## What is being asked
Repeat exactly the lines of the entries below from the one with "Target: bare tree trunk" through the one with "Objective — for every instance of the elephant trunk", both ends included, and nothing else.

## Supplied data
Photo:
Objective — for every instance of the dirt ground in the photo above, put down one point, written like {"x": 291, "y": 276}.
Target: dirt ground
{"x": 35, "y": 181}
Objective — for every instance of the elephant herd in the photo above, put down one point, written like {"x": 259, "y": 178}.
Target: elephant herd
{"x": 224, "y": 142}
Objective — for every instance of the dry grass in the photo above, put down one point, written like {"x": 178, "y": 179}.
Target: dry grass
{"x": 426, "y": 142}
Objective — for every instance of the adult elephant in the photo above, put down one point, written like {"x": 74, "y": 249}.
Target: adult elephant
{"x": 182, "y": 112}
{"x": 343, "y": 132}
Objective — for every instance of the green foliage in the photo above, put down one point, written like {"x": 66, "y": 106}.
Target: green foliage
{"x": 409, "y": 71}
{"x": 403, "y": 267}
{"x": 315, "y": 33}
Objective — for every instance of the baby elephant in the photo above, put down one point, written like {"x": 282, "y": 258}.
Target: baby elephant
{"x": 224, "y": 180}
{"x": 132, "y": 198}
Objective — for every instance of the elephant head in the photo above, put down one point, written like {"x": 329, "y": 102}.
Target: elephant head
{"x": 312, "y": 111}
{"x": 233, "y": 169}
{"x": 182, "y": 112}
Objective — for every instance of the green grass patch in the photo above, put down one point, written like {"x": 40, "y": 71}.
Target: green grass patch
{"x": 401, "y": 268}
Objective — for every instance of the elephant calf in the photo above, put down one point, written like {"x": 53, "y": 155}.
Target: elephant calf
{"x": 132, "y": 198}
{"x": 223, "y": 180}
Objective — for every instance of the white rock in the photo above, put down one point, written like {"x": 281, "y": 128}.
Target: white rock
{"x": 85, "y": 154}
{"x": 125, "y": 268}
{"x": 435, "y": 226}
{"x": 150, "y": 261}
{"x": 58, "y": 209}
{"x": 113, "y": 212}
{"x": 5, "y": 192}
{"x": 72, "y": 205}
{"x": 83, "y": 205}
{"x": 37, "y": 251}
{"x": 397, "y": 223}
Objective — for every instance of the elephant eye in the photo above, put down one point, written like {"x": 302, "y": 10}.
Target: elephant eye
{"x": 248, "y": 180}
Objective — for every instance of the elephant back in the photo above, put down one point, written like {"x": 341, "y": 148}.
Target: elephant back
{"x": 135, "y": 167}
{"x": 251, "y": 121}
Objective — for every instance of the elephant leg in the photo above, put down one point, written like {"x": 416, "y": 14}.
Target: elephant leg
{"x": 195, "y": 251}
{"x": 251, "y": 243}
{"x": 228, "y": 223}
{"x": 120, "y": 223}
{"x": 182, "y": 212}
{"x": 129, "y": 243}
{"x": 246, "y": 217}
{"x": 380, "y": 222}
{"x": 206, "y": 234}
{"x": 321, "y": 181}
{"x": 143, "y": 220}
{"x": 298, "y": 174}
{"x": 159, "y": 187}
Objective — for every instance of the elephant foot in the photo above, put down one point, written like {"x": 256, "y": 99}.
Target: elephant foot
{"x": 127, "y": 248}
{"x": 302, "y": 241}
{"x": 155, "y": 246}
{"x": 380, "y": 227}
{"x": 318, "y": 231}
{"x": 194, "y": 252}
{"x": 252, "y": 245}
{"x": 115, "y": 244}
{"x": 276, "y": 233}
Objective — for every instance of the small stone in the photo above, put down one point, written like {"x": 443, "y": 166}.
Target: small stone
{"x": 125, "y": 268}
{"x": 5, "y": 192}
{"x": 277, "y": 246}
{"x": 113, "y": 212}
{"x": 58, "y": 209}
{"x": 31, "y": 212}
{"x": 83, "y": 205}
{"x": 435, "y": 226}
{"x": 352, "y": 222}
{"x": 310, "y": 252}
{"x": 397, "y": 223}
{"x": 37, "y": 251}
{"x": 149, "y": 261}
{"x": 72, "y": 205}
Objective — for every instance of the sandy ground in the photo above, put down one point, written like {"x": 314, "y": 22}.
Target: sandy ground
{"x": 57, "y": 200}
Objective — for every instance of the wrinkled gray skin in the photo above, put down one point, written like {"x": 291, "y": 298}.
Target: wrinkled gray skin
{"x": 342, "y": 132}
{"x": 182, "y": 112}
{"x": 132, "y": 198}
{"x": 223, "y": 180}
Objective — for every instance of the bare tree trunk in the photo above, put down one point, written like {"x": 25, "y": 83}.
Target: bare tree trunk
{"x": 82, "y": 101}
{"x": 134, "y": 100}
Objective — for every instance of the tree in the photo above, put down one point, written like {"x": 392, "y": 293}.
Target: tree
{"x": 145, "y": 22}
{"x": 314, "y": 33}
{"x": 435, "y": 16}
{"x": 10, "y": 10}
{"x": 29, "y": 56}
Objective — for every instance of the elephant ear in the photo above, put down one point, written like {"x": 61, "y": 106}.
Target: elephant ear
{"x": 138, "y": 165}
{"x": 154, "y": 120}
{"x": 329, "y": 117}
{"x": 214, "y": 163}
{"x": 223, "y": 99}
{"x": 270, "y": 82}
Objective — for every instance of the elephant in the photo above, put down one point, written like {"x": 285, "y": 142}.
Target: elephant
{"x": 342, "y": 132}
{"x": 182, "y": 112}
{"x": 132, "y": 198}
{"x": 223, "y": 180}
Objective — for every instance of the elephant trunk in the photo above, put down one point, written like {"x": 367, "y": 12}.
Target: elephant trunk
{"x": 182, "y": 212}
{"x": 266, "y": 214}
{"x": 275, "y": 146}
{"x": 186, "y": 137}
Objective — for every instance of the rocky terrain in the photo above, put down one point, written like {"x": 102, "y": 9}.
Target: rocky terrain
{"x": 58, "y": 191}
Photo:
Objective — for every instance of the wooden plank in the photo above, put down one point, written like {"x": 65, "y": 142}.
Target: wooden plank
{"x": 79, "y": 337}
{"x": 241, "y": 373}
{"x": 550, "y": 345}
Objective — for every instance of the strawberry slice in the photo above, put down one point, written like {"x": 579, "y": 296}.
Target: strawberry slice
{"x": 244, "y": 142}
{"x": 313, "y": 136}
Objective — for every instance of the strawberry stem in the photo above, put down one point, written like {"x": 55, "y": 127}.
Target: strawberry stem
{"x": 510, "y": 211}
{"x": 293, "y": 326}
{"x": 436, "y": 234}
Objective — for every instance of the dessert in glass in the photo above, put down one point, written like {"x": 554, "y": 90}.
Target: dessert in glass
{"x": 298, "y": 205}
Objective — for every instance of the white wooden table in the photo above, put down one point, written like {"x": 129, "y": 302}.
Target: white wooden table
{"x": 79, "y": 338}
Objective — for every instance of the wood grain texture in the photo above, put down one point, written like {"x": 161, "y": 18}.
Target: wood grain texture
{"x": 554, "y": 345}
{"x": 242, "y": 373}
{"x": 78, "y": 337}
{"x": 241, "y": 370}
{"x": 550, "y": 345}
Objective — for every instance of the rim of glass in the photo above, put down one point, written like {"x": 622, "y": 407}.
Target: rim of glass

## Response
Target: bare tree trunk
{"x": 82, "y": 101}
{"x": 134, "y": 100}
Objective — for every instance of the tree in the photo above, put down one point, written like {"x": 392, "y": 293}.
Target: tree
{"x": 145, "y": 22}
{"x": 314, "y": 33}
{"x": 435, "y": 16}
{"x": 10, "y": 10}
{"x": 29, "y": 56}
Objective — for every instance of the elephant ear in the photo above, put down one point, written like {"x": 61, "y": 106}.
Target: elephant ear
{"x": 138, "y": 165}
{"x": 154, "y": 120}
{"x": 329, "y": 117}
{"x": 214, "y": 163}
{"x": 223, "y": 99}
{"x": 270, "y": 82}
Objective — for every instance of the elephant in the photo above, put down one point, written like {"x": 285, "y": 142}.
Target: elephant
{"x": 342, "y": 132}
{"x": 182, "y": 112}
{"x": 132, "y": 198}
{"x": 223, "y": 180}
Objective — for every instance of the elephant trunk in the photo above, put down one point, written like {"x": 367, "y": 12}.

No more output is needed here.